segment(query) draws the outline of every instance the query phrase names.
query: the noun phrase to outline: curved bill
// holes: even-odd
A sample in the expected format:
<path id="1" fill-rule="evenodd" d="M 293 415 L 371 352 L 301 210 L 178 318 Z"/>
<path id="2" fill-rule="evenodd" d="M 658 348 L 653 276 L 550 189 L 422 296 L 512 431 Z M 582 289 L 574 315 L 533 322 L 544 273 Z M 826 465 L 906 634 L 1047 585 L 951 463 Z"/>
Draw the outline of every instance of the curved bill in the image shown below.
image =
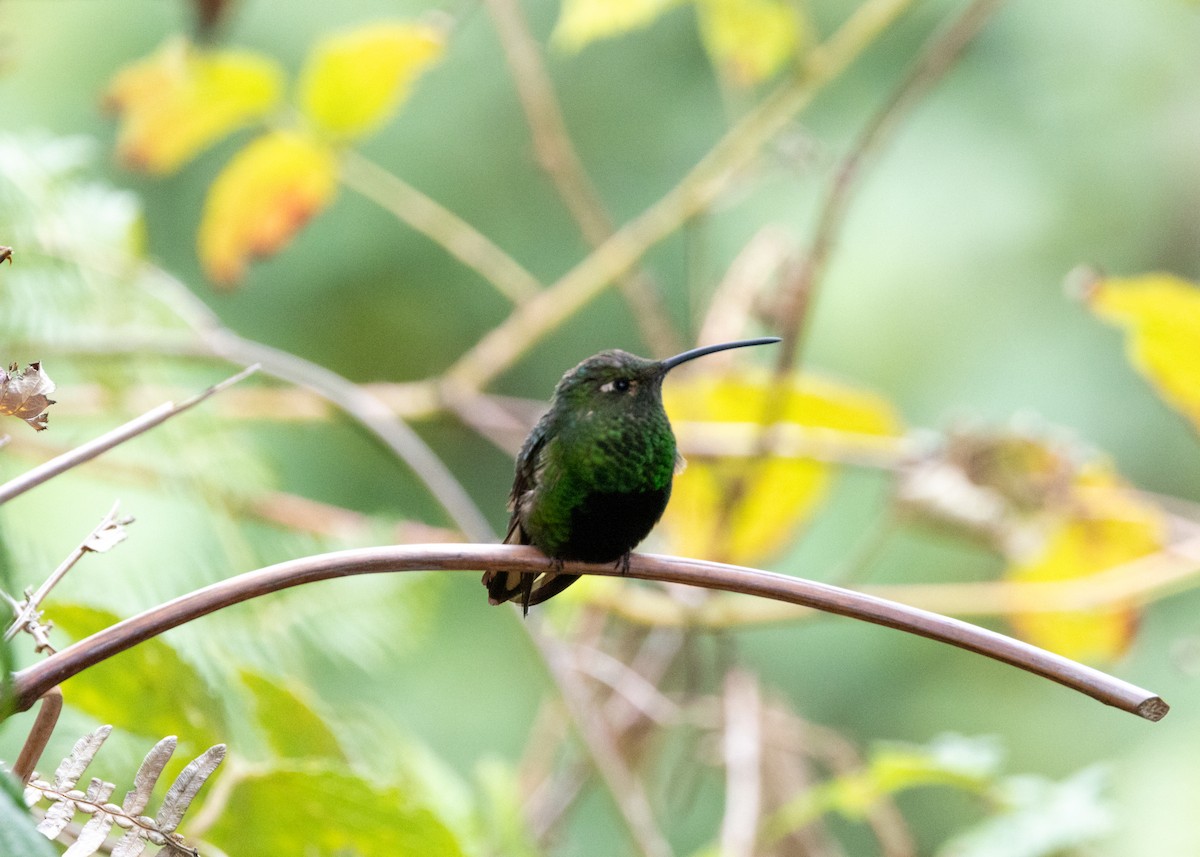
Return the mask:
<path id="1" fill-rule="evenodd" d="M 770 345 L 772 342 L 779 342 L 778 336 L 762 336 L 758 339 L 738 339 L 734 342 L 721 342 L 716 345 L 702 345 L 699 348 L 693 348 L 690 351 L 685 351 L 682 354 L 676 354 L 674 357 L 668 357 L 662 361 L 663 372 L 669 372 L 680 363 L 686 363 L 689 360 L 695 360 L 697 357 L 703 357 L 705 354 L 712 354 L 716 351 L 725 351 L 729 348 L 745 348 L 749 345 Z"/>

______

• [Action item] Count how many lines above carry the word "curved". Only the number is required.

• [Task solution] 2